▶ **Activity**
Find the line with "Target: man's face" in the entries below. Repeat it, every following line, and the line with "Target: white background", exactly and with nothing added.

▶ **Data under study**
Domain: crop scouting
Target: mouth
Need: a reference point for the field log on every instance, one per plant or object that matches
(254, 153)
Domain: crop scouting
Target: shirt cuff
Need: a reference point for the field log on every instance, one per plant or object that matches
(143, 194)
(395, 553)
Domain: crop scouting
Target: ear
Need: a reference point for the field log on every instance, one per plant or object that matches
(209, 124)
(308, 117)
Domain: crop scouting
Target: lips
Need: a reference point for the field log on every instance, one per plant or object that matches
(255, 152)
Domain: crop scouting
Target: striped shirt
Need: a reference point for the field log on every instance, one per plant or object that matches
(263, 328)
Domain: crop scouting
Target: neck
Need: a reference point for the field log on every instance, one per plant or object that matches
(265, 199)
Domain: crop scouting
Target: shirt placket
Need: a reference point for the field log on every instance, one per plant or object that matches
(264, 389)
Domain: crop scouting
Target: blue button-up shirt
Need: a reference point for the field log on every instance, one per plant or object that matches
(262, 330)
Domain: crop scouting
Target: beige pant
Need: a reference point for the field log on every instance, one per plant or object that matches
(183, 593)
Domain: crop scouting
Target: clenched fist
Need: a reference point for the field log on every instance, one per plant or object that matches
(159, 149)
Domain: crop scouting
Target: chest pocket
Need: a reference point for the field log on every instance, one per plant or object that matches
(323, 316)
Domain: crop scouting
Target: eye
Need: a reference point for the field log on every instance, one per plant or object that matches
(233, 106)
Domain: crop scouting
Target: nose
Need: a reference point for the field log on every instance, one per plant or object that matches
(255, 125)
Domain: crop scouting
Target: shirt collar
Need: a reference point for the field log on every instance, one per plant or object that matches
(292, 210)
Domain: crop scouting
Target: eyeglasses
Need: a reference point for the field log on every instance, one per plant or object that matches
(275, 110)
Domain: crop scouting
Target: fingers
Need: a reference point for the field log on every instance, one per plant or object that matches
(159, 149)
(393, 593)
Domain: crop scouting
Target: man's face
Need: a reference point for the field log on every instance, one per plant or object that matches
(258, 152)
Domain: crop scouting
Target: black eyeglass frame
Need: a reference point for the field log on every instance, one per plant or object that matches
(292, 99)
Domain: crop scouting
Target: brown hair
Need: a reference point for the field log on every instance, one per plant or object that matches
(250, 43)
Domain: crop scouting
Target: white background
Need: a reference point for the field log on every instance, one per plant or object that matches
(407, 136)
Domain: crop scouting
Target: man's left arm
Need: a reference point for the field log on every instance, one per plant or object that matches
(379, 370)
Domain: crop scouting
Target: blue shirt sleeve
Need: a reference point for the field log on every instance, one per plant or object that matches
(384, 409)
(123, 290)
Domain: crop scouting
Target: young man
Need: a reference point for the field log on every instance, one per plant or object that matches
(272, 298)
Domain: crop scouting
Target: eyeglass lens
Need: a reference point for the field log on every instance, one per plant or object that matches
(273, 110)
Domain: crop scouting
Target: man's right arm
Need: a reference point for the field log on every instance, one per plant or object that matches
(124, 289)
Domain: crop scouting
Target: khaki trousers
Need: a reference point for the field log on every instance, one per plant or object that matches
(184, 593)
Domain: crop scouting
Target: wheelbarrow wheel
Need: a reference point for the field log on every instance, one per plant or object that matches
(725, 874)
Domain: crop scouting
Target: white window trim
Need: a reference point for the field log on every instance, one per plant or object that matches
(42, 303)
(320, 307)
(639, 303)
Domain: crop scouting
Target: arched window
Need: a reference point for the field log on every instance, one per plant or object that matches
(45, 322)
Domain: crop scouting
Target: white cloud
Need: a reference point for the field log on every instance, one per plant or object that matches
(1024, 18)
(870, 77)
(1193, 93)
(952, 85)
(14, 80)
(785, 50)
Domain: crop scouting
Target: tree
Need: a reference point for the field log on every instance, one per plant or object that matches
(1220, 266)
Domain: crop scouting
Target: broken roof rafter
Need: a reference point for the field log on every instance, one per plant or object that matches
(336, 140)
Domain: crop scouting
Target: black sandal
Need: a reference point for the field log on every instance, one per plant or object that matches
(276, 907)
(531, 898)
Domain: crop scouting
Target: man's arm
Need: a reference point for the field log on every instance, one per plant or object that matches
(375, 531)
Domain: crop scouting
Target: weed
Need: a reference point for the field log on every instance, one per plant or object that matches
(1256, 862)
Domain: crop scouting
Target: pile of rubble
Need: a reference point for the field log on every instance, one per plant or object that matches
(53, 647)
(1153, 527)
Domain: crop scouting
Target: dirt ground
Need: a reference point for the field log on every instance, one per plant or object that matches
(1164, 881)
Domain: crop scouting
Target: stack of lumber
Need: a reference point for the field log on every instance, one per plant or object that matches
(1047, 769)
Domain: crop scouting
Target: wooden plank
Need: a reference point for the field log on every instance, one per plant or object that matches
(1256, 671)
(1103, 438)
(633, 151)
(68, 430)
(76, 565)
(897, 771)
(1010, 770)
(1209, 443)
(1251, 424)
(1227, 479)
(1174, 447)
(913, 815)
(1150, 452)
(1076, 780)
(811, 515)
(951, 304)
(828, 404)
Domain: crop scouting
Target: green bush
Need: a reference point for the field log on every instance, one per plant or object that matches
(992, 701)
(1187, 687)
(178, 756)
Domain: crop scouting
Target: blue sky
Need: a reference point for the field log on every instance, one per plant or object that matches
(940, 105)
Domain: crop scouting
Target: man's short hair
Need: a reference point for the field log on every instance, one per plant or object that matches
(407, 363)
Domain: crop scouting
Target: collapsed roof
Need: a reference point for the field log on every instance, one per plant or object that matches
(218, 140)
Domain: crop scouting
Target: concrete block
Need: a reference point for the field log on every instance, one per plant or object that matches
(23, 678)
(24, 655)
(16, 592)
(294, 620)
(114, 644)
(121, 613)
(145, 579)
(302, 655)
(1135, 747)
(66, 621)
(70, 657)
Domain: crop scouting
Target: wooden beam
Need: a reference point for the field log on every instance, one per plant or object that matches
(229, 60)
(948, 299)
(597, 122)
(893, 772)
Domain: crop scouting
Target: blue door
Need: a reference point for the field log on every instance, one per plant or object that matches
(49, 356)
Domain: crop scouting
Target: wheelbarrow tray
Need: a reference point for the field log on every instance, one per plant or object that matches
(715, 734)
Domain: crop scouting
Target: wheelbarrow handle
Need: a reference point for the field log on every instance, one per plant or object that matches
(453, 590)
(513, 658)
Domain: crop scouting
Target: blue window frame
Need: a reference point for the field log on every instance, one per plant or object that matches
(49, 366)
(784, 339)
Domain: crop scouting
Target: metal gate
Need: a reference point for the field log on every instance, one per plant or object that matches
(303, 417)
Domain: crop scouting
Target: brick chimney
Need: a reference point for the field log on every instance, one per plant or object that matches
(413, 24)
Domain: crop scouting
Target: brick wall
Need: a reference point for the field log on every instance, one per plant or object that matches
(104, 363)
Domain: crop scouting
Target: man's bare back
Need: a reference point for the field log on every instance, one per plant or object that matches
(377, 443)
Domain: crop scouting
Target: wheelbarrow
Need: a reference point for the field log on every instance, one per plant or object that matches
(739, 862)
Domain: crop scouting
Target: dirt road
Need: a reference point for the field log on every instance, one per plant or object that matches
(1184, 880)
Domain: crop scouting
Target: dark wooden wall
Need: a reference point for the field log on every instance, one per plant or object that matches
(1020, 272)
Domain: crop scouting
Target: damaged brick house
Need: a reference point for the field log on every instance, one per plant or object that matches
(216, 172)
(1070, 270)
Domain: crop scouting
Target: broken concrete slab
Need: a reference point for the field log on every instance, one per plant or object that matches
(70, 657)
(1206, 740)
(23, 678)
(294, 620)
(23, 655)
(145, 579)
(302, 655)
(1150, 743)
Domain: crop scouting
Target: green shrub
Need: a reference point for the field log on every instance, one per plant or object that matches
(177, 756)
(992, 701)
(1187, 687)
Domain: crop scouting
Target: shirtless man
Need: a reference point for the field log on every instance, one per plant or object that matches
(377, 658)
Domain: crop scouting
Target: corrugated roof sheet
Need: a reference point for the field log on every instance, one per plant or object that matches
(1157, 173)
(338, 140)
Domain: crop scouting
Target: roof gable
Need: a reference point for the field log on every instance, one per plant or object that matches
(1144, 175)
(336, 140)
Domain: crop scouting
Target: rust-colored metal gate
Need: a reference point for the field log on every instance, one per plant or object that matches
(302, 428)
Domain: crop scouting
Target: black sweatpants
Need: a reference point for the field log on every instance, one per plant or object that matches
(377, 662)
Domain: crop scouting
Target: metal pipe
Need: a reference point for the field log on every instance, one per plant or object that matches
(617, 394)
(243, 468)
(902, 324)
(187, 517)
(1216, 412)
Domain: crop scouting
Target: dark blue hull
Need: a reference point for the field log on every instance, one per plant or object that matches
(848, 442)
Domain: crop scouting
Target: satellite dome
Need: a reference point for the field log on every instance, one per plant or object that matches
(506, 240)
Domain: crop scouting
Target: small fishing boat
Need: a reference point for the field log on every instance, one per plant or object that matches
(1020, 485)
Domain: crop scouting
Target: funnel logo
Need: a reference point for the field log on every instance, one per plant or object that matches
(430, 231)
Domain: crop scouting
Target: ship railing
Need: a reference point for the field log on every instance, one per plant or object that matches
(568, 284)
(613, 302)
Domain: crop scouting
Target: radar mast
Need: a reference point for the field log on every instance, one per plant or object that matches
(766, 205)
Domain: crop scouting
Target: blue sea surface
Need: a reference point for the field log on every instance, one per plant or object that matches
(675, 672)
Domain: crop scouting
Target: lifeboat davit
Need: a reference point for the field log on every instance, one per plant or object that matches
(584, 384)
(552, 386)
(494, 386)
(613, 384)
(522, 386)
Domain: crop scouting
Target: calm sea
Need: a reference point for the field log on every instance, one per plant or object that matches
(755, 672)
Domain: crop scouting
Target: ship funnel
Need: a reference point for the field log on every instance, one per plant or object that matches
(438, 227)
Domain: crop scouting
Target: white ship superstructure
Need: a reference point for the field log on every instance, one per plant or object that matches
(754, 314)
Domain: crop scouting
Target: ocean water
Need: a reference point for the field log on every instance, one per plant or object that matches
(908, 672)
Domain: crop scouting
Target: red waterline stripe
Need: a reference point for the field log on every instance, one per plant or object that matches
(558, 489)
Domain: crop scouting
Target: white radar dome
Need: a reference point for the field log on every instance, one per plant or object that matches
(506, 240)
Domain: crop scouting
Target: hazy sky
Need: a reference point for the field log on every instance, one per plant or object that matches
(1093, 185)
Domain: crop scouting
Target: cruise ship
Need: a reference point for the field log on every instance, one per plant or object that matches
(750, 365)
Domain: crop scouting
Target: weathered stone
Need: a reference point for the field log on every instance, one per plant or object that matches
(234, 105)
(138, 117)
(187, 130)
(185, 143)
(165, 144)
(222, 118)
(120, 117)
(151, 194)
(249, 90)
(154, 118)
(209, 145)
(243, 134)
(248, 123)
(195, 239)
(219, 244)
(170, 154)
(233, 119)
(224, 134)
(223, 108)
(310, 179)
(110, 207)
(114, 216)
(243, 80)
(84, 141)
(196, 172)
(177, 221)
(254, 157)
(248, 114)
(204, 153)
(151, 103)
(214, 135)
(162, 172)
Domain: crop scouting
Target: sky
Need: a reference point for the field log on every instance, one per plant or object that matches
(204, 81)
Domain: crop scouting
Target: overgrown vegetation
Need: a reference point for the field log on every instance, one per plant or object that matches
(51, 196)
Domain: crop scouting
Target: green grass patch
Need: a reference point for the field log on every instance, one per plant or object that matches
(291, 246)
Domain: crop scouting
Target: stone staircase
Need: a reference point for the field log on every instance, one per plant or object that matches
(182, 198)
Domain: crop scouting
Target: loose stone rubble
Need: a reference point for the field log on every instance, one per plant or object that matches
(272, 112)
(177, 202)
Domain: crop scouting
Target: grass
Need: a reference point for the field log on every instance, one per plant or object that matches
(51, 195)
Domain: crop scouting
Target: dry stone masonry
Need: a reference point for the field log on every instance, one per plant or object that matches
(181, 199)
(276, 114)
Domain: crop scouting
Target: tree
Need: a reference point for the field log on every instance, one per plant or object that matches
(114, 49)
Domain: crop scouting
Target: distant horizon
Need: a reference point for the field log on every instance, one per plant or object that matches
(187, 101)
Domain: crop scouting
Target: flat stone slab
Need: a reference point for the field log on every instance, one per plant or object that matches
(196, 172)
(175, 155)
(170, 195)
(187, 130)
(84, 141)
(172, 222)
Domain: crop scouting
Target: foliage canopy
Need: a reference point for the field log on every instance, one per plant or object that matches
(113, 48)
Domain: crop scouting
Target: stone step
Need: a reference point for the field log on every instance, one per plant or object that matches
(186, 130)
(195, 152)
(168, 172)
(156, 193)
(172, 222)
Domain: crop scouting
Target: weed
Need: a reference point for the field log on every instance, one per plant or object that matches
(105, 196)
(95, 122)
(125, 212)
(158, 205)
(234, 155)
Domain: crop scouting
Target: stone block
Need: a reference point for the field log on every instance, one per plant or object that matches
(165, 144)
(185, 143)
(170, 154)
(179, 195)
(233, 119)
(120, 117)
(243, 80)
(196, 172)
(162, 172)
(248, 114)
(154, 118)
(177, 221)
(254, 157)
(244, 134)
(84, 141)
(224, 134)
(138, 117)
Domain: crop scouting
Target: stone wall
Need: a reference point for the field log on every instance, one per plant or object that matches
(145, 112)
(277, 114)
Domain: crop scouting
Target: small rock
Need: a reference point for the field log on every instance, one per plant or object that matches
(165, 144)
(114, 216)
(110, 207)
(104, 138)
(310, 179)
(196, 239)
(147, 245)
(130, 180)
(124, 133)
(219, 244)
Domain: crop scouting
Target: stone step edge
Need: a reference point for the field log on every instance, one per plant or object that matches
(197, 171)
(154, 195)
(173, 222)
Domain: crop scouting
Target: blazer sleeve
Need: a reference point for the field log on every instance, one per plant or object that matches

▶ **Solution for this exercise**
Target: man's face
Need: a reference point for the field log on every instance, one per plant or object that matches
(258, 152)
Domain: crop scouting
Target: black eyeglass frame
Need: a reference point for the field log on every instance, one per plant or object that matches
(292, 99)
Domain: crop scouting
Target: brown hair
Need: a reference point for the field log on every instance, one per plant or object that matches
(250, 43)
Domain: crop scouting
Target: white background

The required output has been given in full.